**Aim A:** From the blog post on long-term goals, list the topics the writer planned to write about during the weeks devoted to career.

**Text shown:**
How to Create Long Term Goals

If you’ve been reading this blog for a few months, you know that when my life slows down, my writing slows down, too. Summer break and winter break are the hardest times for me to write… because I’m not busy enough, if that makes any sense. Around the beginning of the new year, I decided to dedicate the first 6 weeks of 2015 focusing on my career (aka finding a new teaching job in a new city). And I planned on writing about cover letters and resumes and what to wear to interviews, etc. I did a ton of research. I pinned a bunch of articles (you can find them all here).

I read them all. I took notes. And then I realized “there’s no need for me to say any of this. I’d just be repeating everything that’s already been said in these articles”. So, I didn’t write a post about the perfect interview or resume or whatever. HOWEVER, I did spend quite a lot of time doing something that wasn’t in ANY of these posts! So, that’s what I’m going to write about today:

TAKE SOME TIME TO THINK ABOUT WHERE YOU WANT YOUR CAREER TO GO.

I recently started this new “track” on Happify called Find Your Calling and the very first exercise in it was one where you write about your perfect daily routine. NOT your perfect job. But your perfect routine. Like, what do you see your days looking like in the future? The craziest thing about this activity was that it was SO easy! Even though you may not be completely sure about what you WANT to do… you probably have a pretty good idea of what you want your days to look like. Doing this activity motivated me to keep going on my quest of finding my perfect career!

1. Spend 20 minutes writing your 20-year goals

This past weekend, I set a timer for 20 minutes and wrote down what I want my career to look like 20 years from now. I just typed it into a Word documents. I wrote it quickly and messy. I didn’t care about grammar or punctuation or even if I sounded like a normal person. So, if you’re feeling stressed out and overwhelmed about the future, just take 20 minutes and write down anything and everything that you can. Once I finished writing what I wanted to be doing 20 years from now, I reset the timer for 10 minutes and wrote about what I want to be doing in 10 years. Go big here, btw!

“Create the highest, grandest vision possible for your life, because you become what you believe.” -Oprah Winfrey



2. Cut that time in half and do it again… and again… and again…

Because I am slightly more obsessive than most people, I continued this at every halfway mark (including 15 months and 7 1/2 months). You could just go with something traditional like “1 year” and “6 months”. Another thing I did that was helpful was to begin every new time period by writing “In ___ years, it will be the year ___ and I will be ___ years old”. Another thing I did that was super helpful was to find someone I admired who was already that age. Sometimes age seems pretty vague and it’s difficult to know what to expect, so seeing it in someone else’s life makes it easier.

**Data entries:**
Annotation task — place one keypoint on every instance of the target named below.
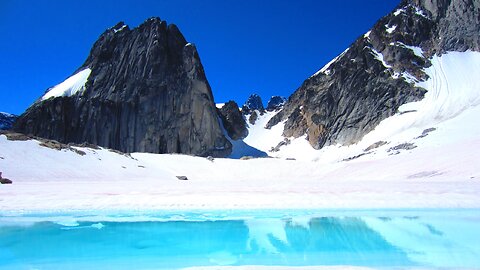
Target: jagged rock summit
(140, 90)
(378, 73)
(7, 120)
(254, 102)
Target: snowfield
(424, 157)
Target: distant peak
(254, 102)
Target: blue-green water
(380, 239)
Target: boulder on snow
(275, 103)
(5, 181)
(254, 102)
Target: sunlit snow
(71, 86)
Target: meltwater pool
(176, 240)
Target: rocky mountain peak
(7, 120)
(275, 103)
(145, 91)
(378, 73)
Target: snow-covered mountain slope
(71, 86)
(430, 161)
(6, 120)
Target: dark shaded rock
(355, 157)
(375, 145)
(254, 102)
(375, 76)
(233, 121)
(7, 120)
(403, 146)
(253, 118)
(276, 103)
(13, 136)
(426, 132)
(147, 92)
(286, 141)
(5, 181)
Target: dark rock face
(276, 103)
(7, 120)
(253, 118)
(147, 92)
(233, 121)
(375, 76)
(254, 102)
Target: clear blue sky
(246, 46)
==
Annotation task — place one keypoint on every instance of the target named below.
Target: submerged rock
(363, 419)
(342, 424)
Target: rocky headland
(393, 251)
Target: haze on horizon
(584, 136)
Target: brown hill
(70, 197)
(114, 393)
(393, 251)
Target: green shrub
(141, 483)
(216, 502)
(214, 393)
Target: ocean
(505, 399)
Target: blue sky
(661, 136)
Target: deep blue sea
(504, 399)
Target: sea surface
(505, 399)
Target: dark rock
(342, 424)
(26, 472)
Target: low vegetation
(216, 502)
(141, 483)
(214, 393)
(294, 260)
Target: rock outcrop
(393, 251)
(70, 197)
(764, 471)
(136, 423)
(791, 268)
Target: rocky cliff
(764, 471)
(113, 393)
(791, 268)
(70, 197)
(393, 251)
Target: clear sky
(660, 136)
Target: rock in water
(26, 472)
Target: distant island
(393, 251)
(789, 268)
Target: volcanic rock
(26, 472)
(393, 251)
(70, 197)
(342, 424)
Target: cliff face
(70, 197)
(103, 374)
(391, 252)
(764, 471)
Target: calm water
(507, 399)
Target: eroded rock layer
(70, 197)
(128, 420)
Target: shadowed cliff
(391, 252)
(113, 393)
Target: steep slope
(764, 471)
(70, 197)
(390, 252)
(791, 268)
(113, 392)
==
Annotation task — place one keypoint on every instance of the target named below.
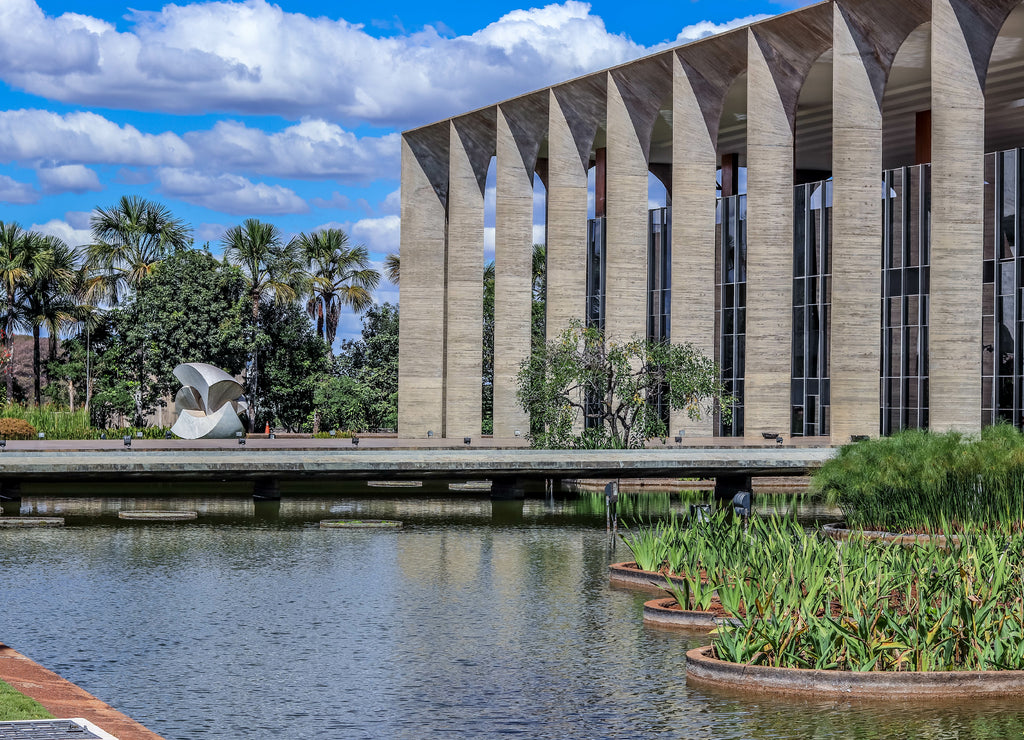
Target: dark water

**Aim B:** State how many of the rows above contain the word "cliff" and give only the number.

**Full response A:** cover letters, resumes, what to wear to interviews

**Full response B:** 3